# WORK ORDER
Pick up the essay on information and entropy after its final sentence and carry it forward.

# EXCERPT
· · · ·
“A delicate tension between physics and information”; information and entropy revisited

As readers of this blog will know, one of my enduring interests is how the concept of information appears in different domains. One aspect of this is the much-studied relation between information and the complex, and the multi-faceted, and arguably over-used, concept of entropy; see an older paper for background. Interest in this topic shows no sign of abating, and I mention here three interesting recent papers.

In a 2024 paper in Entropy, On the precise link between energy and information, Cameron Witkowski and co-workers from the University of Toronto revisit the classic analyses of the physics of information and entropy. Noting that “since the inception of thermodynamics, a delicate tension between physics and information has been unfolding”, they give a conceptual and in places strongly mathematical analysis, revisiting Maxell’s Demon, Szilard’s demonstration of the relation between entropy and information, and Landauer’s conception that ‘information is physical’. Their focus is on the nature of measurement in Szilard’s formulation, and on the energy cost of erasing information in Landauer’s examples. While not changing the findings of Szilard and Landauer – perpetual motion machines are indeed impossible, and processing information does take energy – their suggestion is that their approach gives a more general and satisfactory way of including information in physical theory.

In another Entropy paper from 2024, Steven Gimbel from Gettysburg College, gives a historical study of another of the founders of the entropy-information link, Ludwig Boltzmann. He examines influences on Boltzmann from contemporary scientific theories and controversies. The first of these was the modern approach to geology pioneered by James Hutton, whose focus on rock strata stemmed from the coal mining which powered the steam engines which provided the context for Carnot’s initial physical conception of entropy. The second was Charles Darwin’s theory of evolution of biological systems over time. Gimbel suggests that such theories encouraged Boltzmann’s statistical approach to the laws of thermodynamics, with its concepts of micro- and macro-states, and hence the link between entropy and our information about a system.
· · · ·
# GIVEN DATA
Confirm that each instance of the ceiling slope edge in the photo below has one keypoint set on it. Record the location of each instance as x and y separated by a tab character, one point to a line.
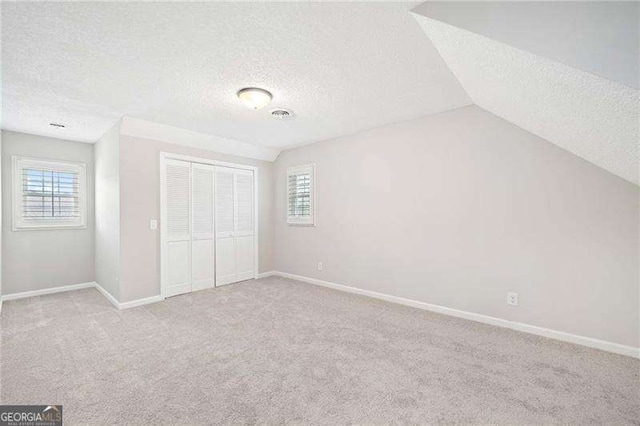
589	116
161	132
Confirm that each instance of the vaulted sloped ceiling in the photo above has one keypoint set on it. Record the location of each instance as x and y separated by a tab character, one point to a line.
591	116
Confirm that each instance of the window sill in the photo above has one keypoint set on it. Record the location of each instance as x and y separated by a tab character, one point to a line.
51	227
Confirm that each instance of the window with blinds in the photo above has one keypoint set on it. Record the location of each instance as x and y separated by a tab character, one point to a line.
301	195
48	194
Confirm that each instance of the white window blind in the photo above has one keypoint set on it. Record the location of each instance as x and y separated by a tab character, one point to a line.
301	195
48	194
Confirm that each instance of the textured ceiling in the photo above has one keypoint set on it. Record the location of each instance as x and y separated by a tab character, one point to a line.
341	67
592	117
600	37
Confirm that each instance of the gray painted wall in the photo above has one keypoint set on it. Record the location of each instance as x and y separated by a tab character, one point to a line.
140	202
40	259
107	231
459	208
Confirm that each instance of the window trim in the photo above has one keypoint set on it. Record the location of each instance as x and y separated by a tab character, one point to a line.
292	220
18	164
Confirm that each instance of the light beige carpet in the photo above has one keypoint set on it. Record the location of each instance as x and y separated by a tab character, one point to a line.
276	351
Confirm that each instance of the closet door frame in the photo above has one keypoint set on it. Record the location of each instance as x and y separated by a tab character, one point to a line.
164	156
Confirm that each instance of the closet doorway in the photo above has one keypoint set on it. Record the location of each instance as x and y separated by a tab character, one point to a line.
208	223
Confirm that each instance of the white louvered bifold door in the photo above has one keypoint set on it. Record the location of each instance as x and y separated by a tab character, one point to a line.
177	250
202	237
244	225
225	226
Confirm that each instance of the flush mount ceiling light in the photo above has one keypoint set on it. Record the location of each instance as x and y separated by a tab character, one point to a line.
282	114
254	97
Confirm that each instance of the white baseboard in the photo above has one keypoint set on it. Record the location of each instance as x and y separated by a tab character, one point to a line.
140	302
22	295
526	328
126	305
105	293
266	274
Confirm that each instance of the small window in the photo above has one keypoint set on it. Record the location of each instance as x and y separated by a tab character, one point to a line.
48	194
301	195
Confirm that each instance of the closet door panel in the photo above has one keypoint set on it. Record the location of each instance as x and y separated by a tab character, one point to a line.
225	227
244	258
244	225
202	244
178	227
225	261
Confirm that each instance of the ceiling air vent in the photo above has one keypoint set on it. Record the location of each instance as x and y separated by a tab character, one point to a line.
282	114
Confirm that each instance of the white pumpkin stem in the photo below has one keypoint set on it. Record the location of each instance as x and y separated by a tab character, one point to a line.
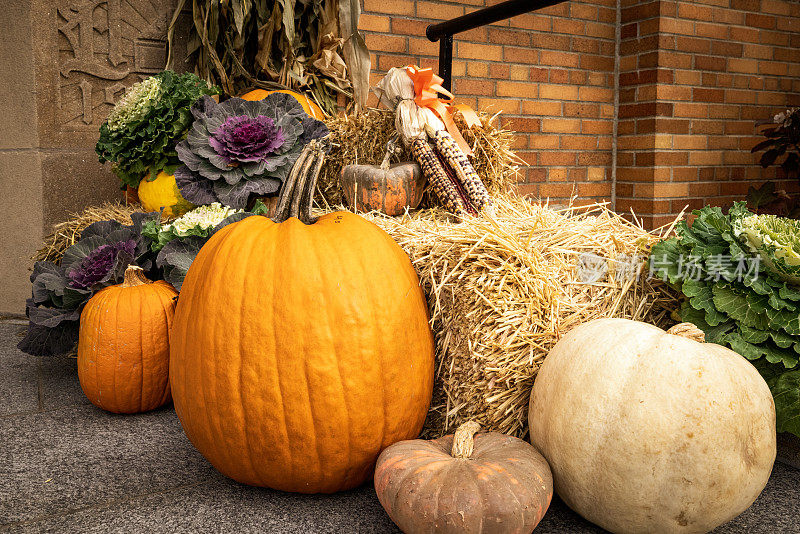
· · · ·
# TASK RESPONSE
One of the more controversial, if not disreputable, uses of the concept of entropy is its application in the humanities and social sciences. An interesting example of a careful and scholarly use of entropy in this way is given by Herman Aksom of the University of Jyväskylä, in a 2022 article in International Journal of Organizational Analysis. This paper examines the idea of entropy as a factor in the erosion and decay of social institutions. Working within an information theoretic framework, Aksom identifies entropy at the level of information processing, corresponding with increasing uncertainty and the decrease of the value of information. Along the way, there is a critical discussion of the uses of entropy in the theory of institutions and organisations, associated with information processing, and with the opposite problems of a lack of information and of information overload. Tom Stonier and Norbert Wiener among others are invoked to support the idea that the same information (and hence entropy) concepts can used at physical, biological and social levels. This kind of rigorous analysis should serve to validate the use of the ideas of entropy, carefully related to information, in the social sciences as much as in the physical and biological realms.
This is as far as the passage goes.